Problem
Beginning with the first line of the data below, set down each line exactly through the line that contains "# pick out one point per instance of the young".

### Exercise data ###

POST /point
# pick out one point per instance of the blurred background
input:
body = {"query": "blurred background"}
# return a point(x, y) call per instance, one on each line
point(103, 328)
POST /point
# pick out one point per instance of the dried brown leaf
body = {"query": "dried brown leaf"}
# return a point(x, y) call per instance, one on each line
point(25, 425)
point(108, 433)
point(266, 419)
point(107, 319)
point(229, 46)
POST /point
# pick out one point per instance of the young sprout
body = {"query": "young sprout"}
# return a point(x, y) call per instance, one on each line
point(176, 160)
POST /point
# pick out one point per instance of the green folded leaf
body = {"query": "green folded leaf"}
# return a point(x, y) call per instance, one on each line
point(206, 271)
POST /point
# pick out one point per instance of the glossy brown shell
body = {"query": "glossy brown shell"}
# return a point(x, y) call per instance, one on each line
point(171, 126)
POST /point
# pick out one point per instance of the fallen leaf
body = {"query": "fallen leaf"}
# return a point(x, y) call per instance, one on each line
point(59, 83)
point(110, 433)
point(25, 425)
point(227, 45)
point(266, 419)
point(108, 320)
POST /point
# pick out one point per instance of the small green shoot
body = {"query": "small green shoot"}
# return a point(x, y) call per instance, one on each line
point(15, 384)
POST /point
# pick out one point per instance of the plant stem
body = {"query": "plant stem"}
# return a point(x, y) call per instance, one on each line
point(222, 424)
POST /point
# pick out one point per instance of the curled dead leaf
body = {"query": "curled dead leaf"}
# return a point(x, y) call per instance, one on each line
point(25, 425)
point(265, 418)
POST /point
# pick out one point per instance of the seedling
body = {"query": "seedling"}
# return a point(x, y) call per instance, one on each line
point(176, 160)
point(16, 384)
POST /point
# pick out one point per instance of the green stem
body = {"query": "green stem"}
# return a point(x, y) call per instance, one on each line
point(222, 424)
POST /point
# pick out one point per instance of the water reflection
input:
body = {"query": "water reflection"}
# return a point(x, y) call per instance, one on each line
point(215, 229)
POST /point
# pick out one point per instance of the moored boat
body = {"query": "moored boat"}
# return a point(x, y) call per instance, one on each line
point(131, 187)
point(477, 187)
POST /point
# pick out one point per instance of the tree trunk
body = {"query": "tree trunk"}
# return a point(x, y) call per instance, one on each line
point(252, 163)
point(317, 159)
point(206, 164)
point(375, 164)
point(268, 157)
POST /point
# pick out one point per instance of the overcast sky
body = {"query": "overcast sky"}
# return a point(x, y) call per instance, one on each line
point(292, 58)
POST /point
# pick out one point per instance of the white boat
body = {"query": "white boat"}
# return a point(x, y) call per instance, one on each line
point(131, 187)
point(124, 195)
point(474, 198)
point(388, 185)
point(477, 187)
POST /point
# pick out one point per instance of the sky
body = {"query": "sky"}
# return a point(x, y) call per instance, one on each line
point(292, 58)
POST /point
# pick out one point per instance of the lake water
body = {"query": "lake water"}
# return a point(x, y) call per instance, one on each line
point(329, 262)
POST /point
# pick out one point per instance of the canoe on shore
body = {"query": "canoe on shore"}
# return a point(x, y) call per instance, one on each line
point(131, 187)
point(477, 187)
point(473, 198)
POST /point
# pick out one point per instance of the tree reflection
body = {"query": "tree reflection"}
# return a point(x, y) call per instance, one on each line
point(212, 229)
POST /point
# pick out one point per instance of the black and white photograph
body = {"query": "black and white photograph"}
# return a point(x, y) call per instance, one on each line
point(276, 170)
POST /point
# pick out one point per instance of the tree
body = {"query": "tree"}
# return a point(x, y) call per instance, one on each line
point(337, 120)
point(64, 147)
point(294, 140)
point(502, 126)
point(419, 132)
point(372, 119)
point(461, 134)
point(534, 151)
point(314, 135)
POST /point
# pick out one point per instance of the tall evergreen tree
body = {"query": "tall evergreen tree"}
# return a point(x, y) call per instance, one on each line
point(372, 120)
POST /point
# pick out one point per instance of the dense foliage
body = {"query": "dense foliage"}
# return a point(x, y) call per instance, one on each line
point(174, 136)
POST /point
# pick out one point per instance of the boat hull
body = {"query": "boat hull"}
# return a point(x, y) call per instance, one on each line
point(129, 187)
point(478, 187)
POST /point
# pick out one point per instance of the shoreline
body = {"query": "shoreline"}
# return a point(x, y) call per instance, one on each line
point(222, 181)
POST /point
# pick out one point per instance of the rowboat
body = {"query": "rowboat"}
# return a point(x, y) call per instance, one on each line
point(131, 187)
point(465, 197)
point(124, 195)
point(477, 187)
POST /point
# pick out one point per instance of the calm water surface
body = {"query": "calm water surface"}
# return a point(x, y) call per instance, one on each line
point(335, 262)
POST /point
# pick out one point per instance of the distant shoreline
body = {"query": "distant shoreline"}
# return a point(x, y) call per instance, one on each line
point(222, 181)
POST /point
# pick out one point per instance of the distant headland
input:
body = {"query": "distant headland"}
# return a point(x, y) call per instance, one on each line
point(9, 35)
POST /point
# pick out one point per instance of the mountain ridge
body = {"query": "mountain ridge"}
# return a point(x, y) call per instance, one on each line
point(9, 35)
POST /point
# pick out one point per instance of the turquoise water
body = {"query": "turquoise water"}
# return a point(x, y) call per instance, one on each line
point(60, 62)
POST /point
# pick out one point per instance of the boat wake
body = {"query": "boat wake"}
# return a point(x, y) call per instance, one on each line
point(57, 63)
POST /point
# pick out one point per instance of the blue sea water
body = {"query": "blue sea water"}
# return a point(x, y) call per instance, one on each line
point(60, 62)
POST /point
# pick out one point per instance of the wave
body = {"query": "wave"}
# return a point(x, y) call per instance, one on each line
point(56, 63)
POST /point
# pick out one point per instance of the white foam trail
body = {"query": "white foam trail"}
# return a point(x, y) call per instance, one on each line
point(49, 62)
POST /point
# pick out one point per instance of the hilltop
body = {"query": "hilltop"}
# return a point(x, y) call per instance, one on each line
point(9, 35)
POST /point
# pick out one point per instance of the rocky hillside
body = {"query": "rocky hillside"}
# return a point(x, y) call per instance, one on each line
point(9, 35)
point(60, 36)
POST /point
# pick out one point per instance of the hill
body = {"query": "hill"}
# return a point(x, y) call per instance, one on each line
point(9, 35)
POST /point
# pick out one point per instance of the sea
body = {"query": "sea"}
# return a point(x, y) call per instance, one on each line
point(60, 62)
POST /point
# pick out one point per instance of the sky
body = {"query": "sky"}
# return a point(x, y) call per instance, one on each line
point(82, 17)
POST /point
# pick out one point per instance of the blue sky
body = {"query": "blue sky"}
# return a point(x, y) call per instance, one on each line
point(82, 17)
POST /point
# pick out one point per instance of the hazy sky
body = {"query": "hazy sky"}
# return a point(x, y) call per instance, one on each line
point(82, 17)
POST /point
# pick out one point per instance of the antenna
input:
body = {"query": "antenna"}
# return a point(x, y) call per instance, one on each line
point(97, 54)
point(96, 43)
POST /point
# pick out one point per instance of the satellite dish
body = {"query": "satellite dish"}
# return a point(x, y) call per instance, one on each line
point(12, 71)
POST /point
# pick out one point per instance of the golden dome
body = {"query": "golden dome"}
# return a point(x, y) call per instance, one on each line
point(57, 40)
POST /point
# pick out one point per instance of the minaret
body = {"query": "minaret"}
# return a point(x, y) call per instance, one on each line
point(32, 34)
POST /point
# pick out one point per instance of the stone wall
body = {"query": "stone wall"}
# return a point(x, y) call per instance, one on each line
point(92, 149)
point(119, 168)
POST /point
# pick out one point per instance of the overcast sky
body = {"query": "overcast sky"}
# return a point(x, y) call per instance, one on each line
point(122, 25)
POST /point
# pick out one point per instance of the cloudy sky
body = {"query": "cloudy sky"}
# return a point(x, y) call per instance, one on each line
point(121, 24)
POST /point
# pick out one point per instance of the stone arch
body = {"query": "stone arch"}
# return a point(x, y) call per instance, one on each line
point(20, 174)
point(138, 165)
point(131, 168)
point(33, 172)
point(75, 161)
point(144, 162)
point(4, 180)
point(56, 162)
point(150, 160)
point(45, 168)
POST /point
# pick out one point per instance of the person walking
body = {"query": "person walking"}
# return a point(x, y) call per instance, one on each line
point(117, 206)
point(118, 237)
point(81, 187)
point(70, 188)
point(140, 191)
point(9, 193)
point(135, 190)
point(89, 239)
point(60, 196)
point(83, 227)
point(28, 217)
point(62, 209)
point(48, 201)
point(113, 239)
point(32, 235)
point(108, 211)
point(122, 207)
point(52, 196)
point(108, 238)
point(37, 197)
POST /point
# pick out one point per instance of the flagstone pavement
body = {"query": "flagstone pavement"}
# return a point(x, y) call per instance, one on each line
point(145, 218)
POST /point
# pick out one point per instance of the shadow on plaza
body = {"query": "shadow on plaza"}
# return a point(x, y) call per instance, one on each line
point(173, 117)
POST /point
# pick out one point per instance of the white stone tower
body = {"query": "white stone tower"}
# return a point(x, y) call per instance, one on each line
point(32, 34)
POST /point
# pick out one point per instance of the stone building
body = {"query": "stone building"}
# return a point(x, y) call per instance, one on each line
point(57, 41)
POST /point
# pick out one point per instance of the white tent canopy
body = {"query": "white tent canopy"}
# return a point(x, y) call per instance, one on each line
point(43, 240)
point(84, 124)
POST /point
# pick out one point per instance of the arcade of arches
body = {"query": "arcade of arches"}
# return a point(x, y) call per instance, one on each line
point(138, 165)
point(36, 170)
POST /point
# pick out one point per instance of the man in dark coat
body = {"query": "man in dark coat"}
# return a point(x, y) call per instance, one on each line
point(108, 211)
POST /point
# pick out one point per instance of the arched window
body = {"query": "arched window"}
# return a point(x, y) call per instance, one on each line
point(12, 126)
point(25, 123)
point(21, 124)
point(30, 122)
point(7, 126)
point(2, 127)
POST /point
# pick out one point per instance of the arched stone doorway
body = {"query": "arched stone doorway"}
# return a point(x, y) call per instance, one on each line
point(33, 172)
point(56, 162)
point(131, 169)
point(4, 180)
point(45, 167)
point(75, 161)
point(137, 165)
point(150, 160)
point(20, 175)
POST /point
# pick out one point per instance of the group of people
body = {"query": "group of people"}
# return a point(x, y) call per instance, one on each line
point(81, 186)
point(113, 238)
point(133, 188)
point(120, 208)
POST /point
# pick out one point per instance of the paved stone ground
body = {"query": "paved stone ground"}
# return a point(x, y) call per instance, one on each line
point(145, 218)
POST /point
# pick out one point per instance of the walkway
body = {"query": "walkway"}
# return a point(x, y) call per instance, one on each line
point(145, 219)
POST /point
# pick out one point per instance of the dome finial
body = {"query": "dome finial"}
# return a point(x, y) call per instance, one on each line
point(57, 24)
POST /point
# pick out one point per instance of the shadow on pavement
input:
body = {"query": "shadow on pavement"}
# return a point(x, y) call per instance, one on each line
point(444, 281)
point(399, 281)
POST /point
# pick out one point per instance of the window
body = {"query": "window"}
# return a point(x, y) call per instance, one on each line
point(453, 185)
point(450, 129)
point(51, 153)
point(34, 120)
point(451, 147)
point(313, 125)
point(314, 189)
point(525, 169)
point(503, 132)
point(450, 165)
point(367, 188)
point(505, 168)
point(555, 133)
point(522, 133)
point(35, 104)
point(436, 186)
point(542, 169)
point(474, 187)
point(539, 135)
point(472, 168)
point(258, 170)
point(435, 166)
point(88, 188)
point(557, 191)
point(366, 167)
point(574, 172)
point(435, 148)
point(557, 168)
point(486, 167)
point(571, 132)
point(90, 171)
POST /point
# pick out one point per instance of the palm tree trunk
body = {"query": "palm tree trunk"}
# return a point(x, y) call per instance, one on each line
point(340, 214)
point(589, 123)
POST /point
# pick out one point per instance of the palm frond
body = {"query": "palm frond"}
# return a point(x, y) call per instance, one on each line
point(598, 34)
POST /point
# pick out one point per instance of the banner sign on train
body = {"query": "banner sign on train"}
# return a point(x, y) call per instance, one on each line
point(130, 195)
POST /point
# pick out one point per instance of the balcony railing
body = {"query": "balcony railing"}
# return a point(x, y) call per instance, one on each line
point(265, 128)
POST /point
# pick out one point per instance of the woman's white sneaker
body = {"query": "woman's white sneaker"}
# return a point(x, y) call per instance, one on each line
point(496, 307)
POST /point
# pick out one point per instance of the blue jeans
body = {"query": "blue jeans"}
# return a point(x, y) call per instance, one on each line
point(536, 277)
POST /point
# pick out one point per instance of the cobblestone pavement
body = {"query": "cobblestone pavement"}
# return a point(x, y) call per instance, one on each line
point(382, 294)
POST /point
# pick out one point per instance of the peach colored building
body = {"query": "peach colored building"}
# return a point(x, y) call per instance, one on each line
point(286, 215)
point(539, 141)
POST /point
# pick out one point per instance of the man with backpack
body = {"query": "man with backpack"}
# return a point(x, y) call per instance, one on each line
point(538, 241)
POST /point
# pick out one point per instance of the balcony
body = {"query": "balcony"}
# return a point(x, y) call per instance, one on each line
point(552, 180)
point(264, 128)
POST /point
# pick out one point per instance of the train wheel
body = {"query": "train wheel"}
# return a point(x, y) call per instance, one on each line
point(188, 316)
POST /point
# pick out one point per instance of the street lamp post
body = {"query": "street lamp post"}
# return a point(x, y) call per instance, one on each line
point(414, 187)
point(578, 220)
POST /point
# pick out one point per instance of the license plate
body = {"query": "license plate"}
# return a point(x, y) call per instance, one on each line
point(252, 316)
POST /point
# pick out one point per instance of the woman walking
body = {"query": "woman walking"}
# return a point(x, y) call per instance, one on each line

###

Answer section
POST /point
# pick out one point per instance of the blurred background
input:
body = {"query": "blurred background"}
# return a point(x, y) call per instance, one on each line
point(103, 328)
POST /point
# pick out one point per instance of the dried brown leaf
body = {"query": "dried brown leaf"}
# return a point(x, y) call per instance, one on each line
point(25, 425)
point(108, 433)
point(266, 419)
point(107, 319)
point(229, 46)
POST /point
# pick out one point per instance of the young sprout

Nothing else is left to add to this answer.